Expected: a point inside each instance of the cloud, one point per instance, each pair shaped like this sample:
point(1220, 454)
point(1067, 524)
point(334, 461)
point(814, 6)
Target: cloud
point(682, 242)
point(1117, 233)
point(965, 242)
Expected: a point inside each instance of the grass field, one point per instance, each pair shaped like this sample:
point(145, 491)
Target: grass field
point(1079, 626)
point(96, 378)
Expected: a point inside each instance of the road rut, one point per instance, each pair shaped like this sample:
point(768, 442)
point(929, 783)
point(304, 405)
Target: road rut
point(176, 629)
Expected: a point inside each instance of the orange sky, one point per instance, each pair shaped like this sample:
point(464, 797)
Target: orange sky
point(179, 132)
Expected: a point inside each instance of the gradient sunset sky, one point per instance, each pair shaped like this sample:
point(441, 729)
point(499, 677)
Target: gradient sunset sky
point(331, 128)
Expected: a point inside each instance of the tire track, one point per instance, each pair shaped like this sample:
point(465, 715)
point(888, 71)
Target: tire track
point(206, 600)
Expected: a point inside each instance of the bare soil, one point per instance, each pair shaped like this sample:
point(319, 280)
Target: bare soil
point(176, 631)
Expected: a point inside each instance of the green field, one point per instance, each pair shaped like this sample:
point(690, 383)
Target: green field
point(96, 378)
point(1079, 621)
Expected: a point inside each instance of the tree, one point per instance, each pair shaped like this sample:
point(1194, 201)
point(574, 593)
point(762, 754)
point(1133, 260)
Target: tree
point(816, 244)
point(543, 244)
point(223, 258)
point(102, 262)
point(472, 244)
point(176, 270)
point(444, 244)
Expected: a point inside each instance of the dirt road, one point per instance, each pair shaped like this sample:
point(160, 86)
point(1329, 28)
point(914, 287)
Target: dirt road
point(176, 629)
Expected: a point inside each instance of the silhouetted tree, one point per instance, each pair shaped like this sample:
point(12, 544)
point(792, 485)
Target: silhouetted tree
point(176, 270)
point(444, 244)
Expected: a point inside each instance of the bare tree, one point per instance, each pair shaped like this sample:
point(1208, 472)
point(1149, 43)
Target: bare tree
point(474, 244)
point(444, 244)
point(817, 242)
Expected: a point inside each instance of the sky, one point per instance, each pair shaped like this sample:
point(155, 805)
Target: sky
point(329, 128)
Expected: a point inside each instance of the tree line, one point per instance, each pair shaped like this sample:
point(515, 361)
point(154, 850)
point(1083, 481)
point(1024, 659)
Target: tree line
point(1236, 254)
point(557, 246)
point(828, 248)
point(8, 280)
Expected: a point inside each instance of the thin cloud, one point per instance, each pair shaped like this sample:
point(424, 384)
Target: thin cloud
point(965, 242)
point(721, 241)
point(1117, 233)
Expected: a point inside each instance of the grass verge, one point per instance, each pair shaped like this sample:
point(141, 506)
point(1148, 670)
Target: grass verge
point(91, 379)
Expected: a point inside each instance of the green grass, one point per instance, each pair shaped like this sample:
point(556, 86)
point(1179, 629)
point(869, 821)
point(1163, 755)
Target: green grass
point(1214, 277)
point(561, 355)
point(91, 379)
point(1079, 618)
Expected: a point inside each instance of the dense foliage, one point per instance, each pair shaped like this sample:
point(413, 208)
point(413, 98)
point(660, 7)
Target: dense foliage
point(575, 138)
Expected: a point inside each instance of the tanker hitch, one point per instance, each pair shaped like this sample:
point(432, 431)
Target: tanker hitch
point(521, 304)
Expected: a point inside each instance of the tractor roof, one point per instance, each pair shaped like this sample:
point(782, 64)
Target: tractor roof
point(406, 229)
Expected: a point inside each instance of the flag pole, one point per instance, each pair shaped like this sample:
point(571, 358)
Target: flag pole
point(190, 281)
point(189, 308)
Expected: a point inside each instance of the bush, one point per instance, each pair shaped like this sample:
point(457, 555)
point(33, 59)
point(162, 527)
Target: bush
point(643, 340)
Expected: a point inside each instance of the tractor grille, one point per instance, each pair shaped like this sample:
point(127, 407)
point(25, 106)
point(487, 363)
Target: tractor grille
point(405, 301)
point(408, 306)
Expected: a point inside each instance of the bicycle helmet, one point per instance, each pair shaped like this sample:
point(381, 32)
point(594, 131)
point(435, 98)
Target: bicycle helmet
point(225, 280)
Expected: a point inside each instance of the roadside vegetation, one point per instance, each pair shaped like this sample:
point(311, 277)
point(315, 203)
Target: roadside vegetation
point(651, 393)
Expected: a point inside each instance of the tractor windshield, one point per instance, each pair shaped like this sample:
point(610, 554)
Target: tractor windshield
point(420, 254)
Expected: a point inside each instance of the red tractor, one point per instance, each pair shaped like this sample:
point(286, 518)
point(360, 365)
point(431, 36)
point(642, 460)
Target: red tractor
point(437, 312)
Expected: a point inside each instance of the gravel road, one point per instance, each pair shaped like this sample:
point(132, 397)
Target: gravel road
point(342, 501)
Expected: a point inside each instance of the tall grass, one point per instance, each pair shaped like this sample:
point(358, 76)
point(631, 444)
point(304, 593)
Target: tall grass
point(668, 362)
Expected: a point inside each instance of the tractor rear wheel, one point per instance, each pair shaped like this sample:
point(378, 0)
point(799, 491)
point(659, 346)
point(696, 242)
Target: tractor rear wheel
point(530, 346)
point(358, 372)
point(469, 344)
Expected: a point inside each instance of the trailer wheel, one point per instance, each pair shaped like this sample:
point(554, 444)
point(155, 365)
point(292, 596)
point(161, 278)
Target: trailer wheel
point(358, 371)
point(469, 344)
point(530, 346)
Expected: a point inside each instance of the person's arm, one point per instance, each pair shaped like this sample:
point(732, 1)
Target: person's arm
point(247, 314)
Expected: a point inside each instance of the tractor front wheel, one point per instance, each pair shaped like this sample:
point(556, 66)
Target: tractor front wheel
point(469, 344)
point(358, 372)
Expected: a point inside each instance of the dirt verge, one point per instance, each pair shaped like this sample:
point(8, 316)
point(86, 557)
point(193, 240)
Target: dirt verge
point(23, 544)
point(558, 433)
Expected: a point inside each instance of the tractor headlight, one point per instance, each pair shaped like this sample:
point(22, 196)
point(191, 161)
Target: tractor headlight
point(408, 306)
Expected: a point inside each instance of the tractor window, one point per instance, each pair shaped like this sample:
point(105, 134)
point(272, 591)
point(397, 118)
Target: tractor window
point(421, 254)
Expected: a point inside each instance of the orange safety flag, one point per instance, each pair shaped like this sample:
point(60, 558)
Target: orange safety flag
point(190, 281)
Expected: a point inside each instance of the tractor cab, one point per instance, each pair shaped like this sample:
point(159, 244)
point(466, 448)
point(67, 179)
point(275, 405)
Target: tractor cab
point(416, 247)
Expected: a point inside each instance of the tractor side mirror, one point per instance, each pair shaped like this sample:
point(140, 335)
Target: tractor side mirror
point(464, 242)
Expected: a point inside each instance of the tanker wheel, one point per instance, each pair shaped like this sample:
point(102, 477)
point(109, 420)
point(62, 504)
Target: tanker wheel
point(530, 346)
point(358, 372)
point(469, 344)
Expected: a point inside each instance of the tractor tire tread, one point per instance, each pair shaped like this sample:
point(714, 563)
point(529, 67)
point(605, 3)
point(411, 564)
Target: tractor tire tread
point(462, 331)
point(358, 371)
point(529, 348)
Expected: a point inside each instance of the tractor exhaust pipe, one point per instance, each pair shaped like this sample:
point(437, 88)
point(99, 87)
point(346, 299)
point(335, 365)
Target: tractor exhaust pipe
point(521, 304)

=-=-=

» 题目要求: 把以上全部条目转换成 Markdown 表格，两列分别命名为“序号”和“内容”。每一行原文占表格一行，填入行号和该行文字，空行略去。

» 习题解答:
| 序号 | 内容 |
|---|---|
| 1 | Expected: a point inside each instance of the cloud, one point per instance, each pair shaped like this sample: |
| 2 | point(1220, 454) |
| 3 | point(1067, 524) |
| 4 | point(334, 461) |
| 5 | point(814, 6) |
| 6 | Target: cloud |
| 7 | point(682, 242) |
| 8 | point(1117, 233) |
| 9 | point(965, 242) |
| 10 | Expected: a point inside each instance of the grass field, one point per instance, each pair shaped like this sample: |
| 11 | point(145, 491) |
| 12 | Target: grass field |
| 13 | point(1079, 626) |
| 14 | point(96, 378) |
| 15 | Expected: a point inside each instance of the road rut, one point per instance, each pair shaped like this sample: |
| 16 | point(768, 442) |
| 17 | point(929, 783) |
| 18 | point(304, 405) |
| 19 | Target: road rut |
| 20 | point(176, 629) |
| 21 | Expected: a point inside each instance of the orange sky, one point per instance, each pair shaped like this sample: |
| 22 | point(464, 797) |
| 23 | Target: orange sky |
| 24 | point(179, 132) |
| 25 | Expected: a point inside each instance of the gradient sunset sky, one point per instance, each pair shaped like this sample: |
| 26 | point(441, 729) |
| 27 | point(499, 677) |
| 28 | Target: gradient sunset sky |
| 29 | point(331, 128) |
| 30 | Expected: a point inside each instance of the tire track, one point per instance, each pair shaped like this sample: |
| 31 | point(465, 715) |
| 32 | point(888, 71) |
| 33 | Target: tire track |
| 34 | point(206, 600) |
| 35 | Expected: a point inside each instance of the bare soil, one point per instance, each pair shaped like this sample: |
| 36 | point(319, 280) |
| 37 | Target: bare soil |
| 38 | point(176, 631) |
| 39 | Expected: a point inside each instance of the green field, one point per instance, each pair shaped like this sample: |
| 40 | point(690, 383) |
| 41 | Target: green field |
| 42 | point(96, 378) |
| 43 | point(1079, 621) |
| 44 | Expected: a point inside each instance of the tree, one point per instance, each pair shaped like this sample: |
| 45 | point(1194, 201) |
| 46 | point(574, 593) |
| 47 | point(762, 754) |
| 48 | point(1133, 260) |
| 49 | Target: tree |
| 50 | point(816, 244) |
| 51 | point(543, 244) |
| 52 | point(223, 258) |
| 53 | point(102, 262) |
| 54 | point(472, 244) |
| 55 | point(176, 270) |
| 56 | point(444, 244) |
| 57 | Expected: a point inside each instance of the dirt road, one point per instance, each pair shaped like this sample: |
| 58 | point(160, 86) |
| 59 | point(1329, 28) |
| 60 | point(914, 287) |
| 61 | Target: dirt road |
| 62 | point(176, 629) |
| 63 | Expected: a point inside each instance of the silhouetted tree, one point per instance, each pair shaped like this sample: |
| 64 | point(12, 544) |
| 65 | point(792, 485) |
| 66 | Target: silhouetted tree |
| 67 | point(176, 270) |
| 68 | point(444, 244) |
| 69 | Expected: a point inside each instance of the bare tree, one point per instance, each pair shaped like this sample: |
| 70 | point(1208, 472) |
| 71 | point(1149, 43) |
| 72 | Target: bare tree |
| 73 | point(474, 244) |
| 74 | point(444, 244) |
| 75 | point(817, 242) |
| 76 | Expected: a point inside each instance of the sky, one point per instance, each pair shaped like this sample: |
| 77 | point(155, 805) |
| 78 | Target: sky |
| 79 | point(329, 128) |
| 80 | Expected: a point inside each instance of the tree line, one point per instance, each pair shaped like this sample: |
| 81 | point(515, 361) |
| 82 | point(154, 850) |
| 83 | point(1083, 481) |
| 84 | point(1024, 659) |
| 85 | Target: tree line |
| 86 | point(1236, 254) |
| 87 | point(557, 246) |
| 88 | point(828, 248) |
| 89 | point(8, 280) |
| 90 | Expected: a point inside each instance of the thin cloud, one point per instance, each pair shaped like this sample: |
| 91 | point(424, 384) |
| 92 | Target: thin cloud |
| 93 | point(965, 242) |
| 94 | point(721, 241) |
| 95 | point(1117, 233) |
| 96 | Expected: a point inside each instance of the grass verge, one point per instance, each pair shaped like this sample: |
| 97 | point(141, 506) |
| 98 | point(1148, 670) |
| 99 | Target: grass verge |
| 100 | point(91, 379) |
| 101 | Expected: a point inside each instance of the green grass, one point per instance, each pair shaped like this sample: |
| 102 | point(556, 86) |
| 103 | point(1179, 629) |
| 104 | point(869, 821) |
| 105 | point(1163, 755) |
| 106 | Target: green grass |
| 107 | point(1214, 277) |
| 108 | point(561, 355) |
| 109 | point(91, 379) |
| 110 | point(1079, 618) |
| 111 | Expected: a point inside each instance of the dense foliage, one point per instance, each pair shaped like this sample: |
| 112 | point(413, 208) |
| 113 | point(413, 98) |
| 114 | point(660, 7) |
| 115 | Target: dense foliage |
| 116 | point(575, 138) |
| 117 | Expected: a point inside each instance of the tanker hitch, one point per instance, each pair shaped like this sample: |
| 118 | point(432, 431) |
| 119 | Target: tanker hitch |
| 120 | point(521, 304) |
| 121 | Expected: a point inside each instance of the tractor roof, one point per instance, each pair shaped like this sample: |
| 122 | point(782, 64) |
| 123 | Target: tractor roof |
| 124 | point(406, 229) |
| 125 | Expected: a point inside each instance of the flag pole, one point per instance, each pair shaped like this sample: |
| 126 | point(571, 358) |
| 127 | Target: flag pole |
| 128 | point(190, 281) |
| 129 | point(189, 308) |
| 130 | Expected: a point inside each instance of the bush, one point per instance, each pair shaped like this sample: |
| 131 | point(457, 555) |
| 132 | point(33, 59) |
| 133 | point(162, 527) |
| 134 | Target: bush |
| 135 | point(643, 340) |
| 136 | Expected: a point inside each instance of the tractor grille, one point per instance, each pair shaped like this sample: |
| 137 | point(127, 407) |
| 138 | point(25, 106) |
| 139 | point(487, 363) |
| 140 | Target: tractor grille |
| 141 | point(405, 301) |
| 142 | point(408, 306) |
| 143 | Expected: a point inside each instance of the bicycle helmet, one point per instance, each pair shaped like this sample: |
| 144 | point(381, 32) |
| 145 | point(594, 131) |
| 146 | point(435, 98) |
| 147 | Target: bicycle helmet |
| 148 | point(225, 280) |
| 149 | Expected: a point inside each instance of the roadside vegetation, one point per instance, each pair shaped like this sample: |
| 150 | point(311, 277) |
| 151 | point(315, 203) |
| 152 | Target: roadside vegetation |
| 153 | point(651, 393) |
| 154 | Expected: a point inside each instance of the tractor windshield, one point per instance, each pair shaped like this sample: |
| 155 | point(610, 554) |
| 156 | Target: tractor windshield |
| 157 | point(420, 254) |
| 158 | Expected: a point inside each instance of the red tractor, one point per instance, each pair shaped like this sample: |
| 159 | point(286, 518) |
| 160 | point(360, 365) |
| 161 | point(431, 36) |
| 162 | point(642, 460) |
| 163 | Target: red tractor |
| 164 | point(437, 312) |
| 165 | Expected: a point inside each instance of the gravel road, one point per instance, each pair shaped like this sample: |
| 166 | point(132, 397) |
| 167 | Target: gravel road |
| 168 | point(342, 501) |
| 169 | Expected: a point inside each instance of the tall grass, one point per instance, each pair shaped like this sample: |
| 170 | point(358, 76) |
| 171 | point(631, 444) |
| 172 | point(304, 593) |
| 173 | Target: tall grass |
| 174 | point(668, 362) |
| 175 | Expected: a point inside each instance of the tractor rear wheel, one point per instance, each pair shaped like this sample: |
| 176 | point(378, 0) |
| 177 | point(799, 491) |
| 178 | point(659, 346) |
| 179 | point(696, 242) |
| 180 | Target: tractor rear wheel |
| 181 | point(530, 346) |
| 182 | point(358, 372) |
| 183 | point(469, 344) |
| 184 | Expected: a point inside each instance of the trailer wheel, one point per instance, each pair shaped like this sample: |
| 185 | point(554, 444) |
| 186 | point(155, 365) |
| 187 | point(292, 596) |
| 188 | point(161, 278) |
| 189 | Target: trailer wheel |
| 190 | point(358, 371) |
| 191 | point(469, 344) |
| 192 | point(530, 346) |
| 193 | Expected: a point inside each instance of the person's arm, one point per instance, each pair shaped like this sample: |
| 194 | point(732, 1) |
| 195 | Target: person's arm |
| 196 | point(247, 314) |
| 197 | Expected: a point inside each instance of the tractor front wheel, one point per instance, each pair shaped like this sample: |
| 198 | point(556, 66) |
| 199 | Target: tractor front wheel |
| 200 | point(469, 344) |
| 201 | point(358, 372) |
| 202 | Expected: a point inside each instance of the dirt verge, one point per instance, each pair shaped like this sample: |
| 203 | point(8, 316) |
| 204 | point(86, 557) |
| 205 | point(193, 240) |
| 206 | Target: dirt verge |
| 207 | point(23, 544) |
| 208 | point(558, 433) |
| 209 | Expected: a point inside each instance of the tractor headlight, one point per instance, each pair shaped like this sample: |
| 210 | point(22, 196) |
| 211 | point(191, 161) |
| 212 | Target: tractor headlight |
| 213 | point(408, 306) |
| 214 | Expected: a point inside each instance of the tractor window, one point per instance, each pair shaped like this sample: |
| 215 | point(105, 134) |
| 216 | point(272, 591) |
| 217 | point(397, 118) |
| 218 | Target: tractor window |
| 219 | point(421, 254) |
| 220 | Expected: a point inside each instance of the orange safety flag, one point per instance, each pair shaped like this sample: |
| 221 | point(60, 558) |
| 222 | Target: orange safety flag |
| 223 | point(190, 281) |
| 224 | Expected: a point inside each instance of the tractor cab, one point per instance, each pair shaped like this sample: |
| 225 | point(159, 244) |
| 226 | point(466, 448) |
| 227 | point(67, 179) |
| 228 | point(275, 405) |
| 229 | Target: tractor cab |
| 230 | point(416, 247) |
| 231 | Expected: a point inside each instance of the tractor side mirror, one point per instance, each pair shaped like this sample: |
| 232 | point(140, 335) |
| 233 | Target: tractor side mirror |
| 234 | point(464, 242) |
| 235 | Expected: a point inside each instance of the tanker wheel, one point per instance, each pair shaped like this sample: |
| 236 | point(102, 477) |
| 237 | point(109, 420) |
| 238 | point(62, 504) |
| 239 | Target: tanker wheel |
| 240 | point(530, 346) |
| 241 | point(358, 372) |
| 242 | point(469, 344) |
| 243 | Expected: a point inside each instance of the tractor tire tread, one point per instance, each pair shaped like this sample: |
| 244 | point(714, 563) |
| 245 | point(529, 67) |
| 246 | point(605, 3) |
| 247 | point(411, 564) |
| 248 | Target: tractor tire tread |
| 249 | point(462, 331) |
| 250 | point(358, 371) |
| 251 | point(529, 348) |
| 252 | Expected: a point inside each instance of the tractor exhaust pipe, one point per instance, each pair shaped like this sample: |
| 253 | point(437, 88) |
| 254 | point(99, 87) |
| 255 | point(346, 299) |
| 256 | point(335, 365) |
| 257 | Target: tractor exhaust pipe |
| 258 | point(521, 304) |